→ **Passage shown**
* start *
To assign roles, open a user's detail form from Business partners > Users, then select the desired role(s) from the Access role dropdown.
You can also view your own assigned roles in Settings > Profile > Organization details.
Permissions Matrix
The Access roles tab on the Users page displays a full permissions matrix. Each row represents a specific permission (grouped by category), and each column represents a role. A checkmark indicates the role has that permission.
Permission categories include:
- Accounting Documents — viewing accounting document pages.
- Accounting Periods — viewing accounting periods.
- AI Config — viewing and editing AI configuration.
- API Keys — viewing and editing API keys.
- Cards — editing cards, posting transactions to ledger, viewing card accounts and transactions, viewing own cards.
- Company Settings — editing and viewing company settings.
- Contracts — contract-related permissions.
- Ledger — viewing accounts, accrual templates, intercompany configurations and journal entries, journal entries, ledger transactions, reports, and tax codes.
- Payables — approving bills, creating and editing bills, managing credit entries, processing payments, and viewing bills.
- Vendor Portal — editing own vendor portal form.
- Vendors — adding new vendors, editing vendor bank details and details, requesting vendor onboarding, viewing vendors.
- Workflows — editing and viewing workflows.
This matrix is read-only and reflects the system-defined permissions for each role.
Groups
The Groups tab lets you organize users into groups. Each group has a name, an optional description, and a member count. Groups can be used to scope access, route approvals, or organize teams.
You can create new groups using the + Create group button at the top of the Users page.
Entity Assignment
Light supports multi-entity organizations. Each user is assigned to an entity (legal company) via the Entity dropdown on their user detail form.
Available entities are configured under Settings > Entities, where each entity has a code, name, base currency, and VAT number.
Approval Guardrails
Light uses Guardrails to enforce approval requirements on financial transactions. Guardrail settings are found under Settings > Guardrails > Payables.
Bills
Under the Bills tab, you can view the approval rules that apply to bill payments. For example, a guardrail might require approval from a minimum number of approvers before a bill can be processed.
Reimbursements
Under the Reimbursements tab, similar approval rules apply to expense reimbursements — such as requiring approval from at least two approvers before a reimbursement is paid out.
Note: Guardrail configurations are managed by Light. If you need to update your approval rules, contact your Light representative — you'll see a Contact Light for update prompt on the guardrails page.
Workflows
Light includes a visual Workflow builder for automating processes that involve approvals and other actions. Workflows are accessed from Settings > Workflows.
Each workflow is triggered by an event and can include approval steps, conditional logic, and automated actions. Pre-built workflows include:
- Bill payment — triggered when bill data changes.
- Expense reimbursement — triggered when an expense report is submitted.
- Vendor card request — triggered when a card request is created.
- Invoice-to-cash — triggered when an invoice is posted.
- Vendor onboarding — triggered when a vendor is created or bank data changes.
- Employee record updates — triggered when an HRM system update is received.
- Sync from HubSpot / Sync to Salesforce / Sync from Salesforce — triggered by data changes in external systems.
* end *
→ **Stored rows**
* start *
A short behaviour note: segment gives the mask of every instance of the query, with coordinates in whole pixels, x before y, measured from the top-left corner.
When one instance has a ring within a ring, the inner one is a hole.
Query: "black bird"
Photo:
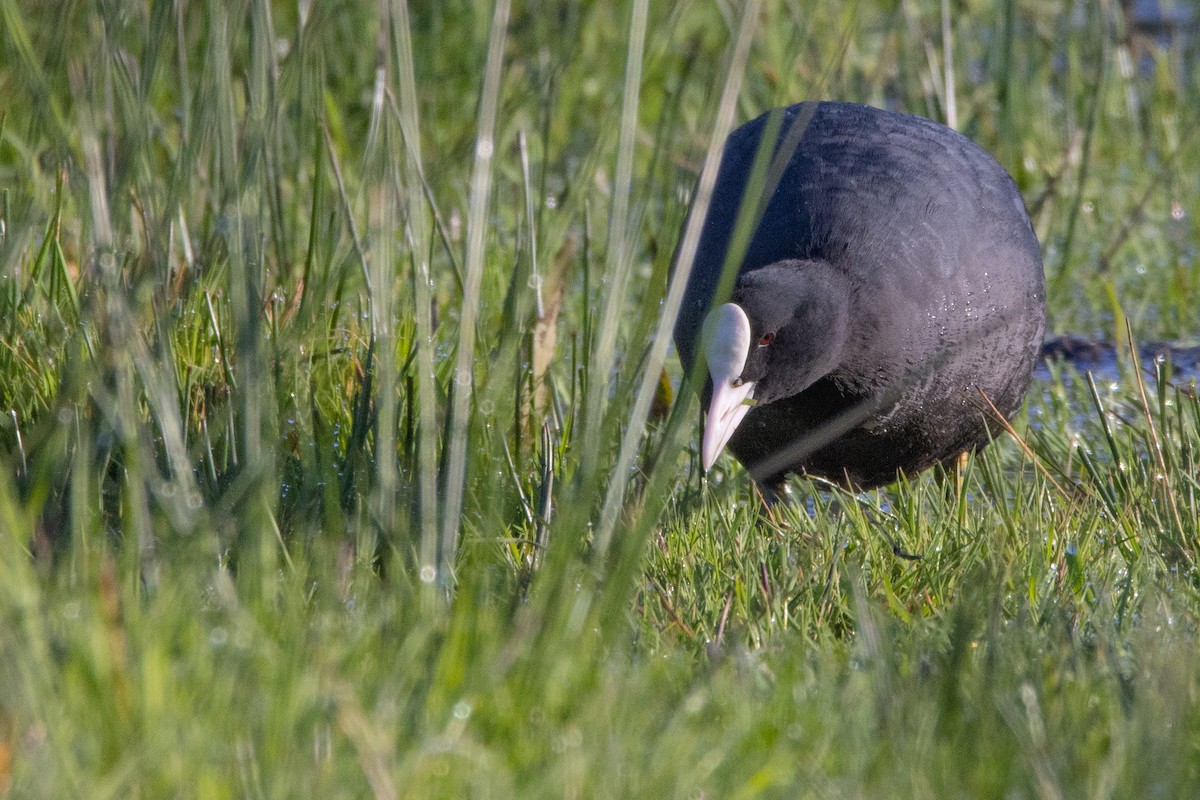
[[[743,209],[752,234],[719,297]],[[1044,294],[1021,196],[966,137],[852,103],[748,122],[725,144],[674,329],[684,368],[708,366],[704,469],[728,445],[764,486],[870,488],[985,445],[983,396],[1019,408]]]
* end *
→ **Required tasks**
(1) In the guide on Light user access and workflows, what event triggers the pre-built Vendor onboarding workflow?
(2) Continue the guide on Light user access and workflows, picking up after its final line.

→ **The results**
(1) The Vendor onboarding workflow is triggered when a vendor is created or bank data changes.

(2)
Workflows are configured using a drag-and-drop node editor with Action and Condition blocks. Each workflow can be published, and the Workflows page shows the trigger, publication date, publisher, and version number.
Policies
Under Settings > Guardrails > Policies, you can create and manage spend policies that are scoped to specific entities. Policies can be uploaded or created from scratch using the + Create policy and Upload buttons. Each policy is associated with one or more entities and tracks the last edit date and editor.
Multi-Factor Authentication (MFA)
Multi-factor authentication is required for all administrative and engineering access to production systems and management consoles. MFA adds a second layer of verification beyond a password, helping prevent unauthorized access even if credentials are compromised.
Session Management
Light's authentication layer enforces session controls to limit exposure from unattended or hijacked sessions:
- Inactivity timeout: Sessions expire after a period of inactivity, requiring the user to re-authenticate.
- Absolute session lifetime: Sessions have a maximum lifetime regardless of activity, after which a fresh sign-in is required.
- Sign-out propagation: Signing out in Light revokes the active session at the identity layer.
Customers using SSO inherit session controls from their identity provider; values configured in the IdP take precedence over Light's defaults.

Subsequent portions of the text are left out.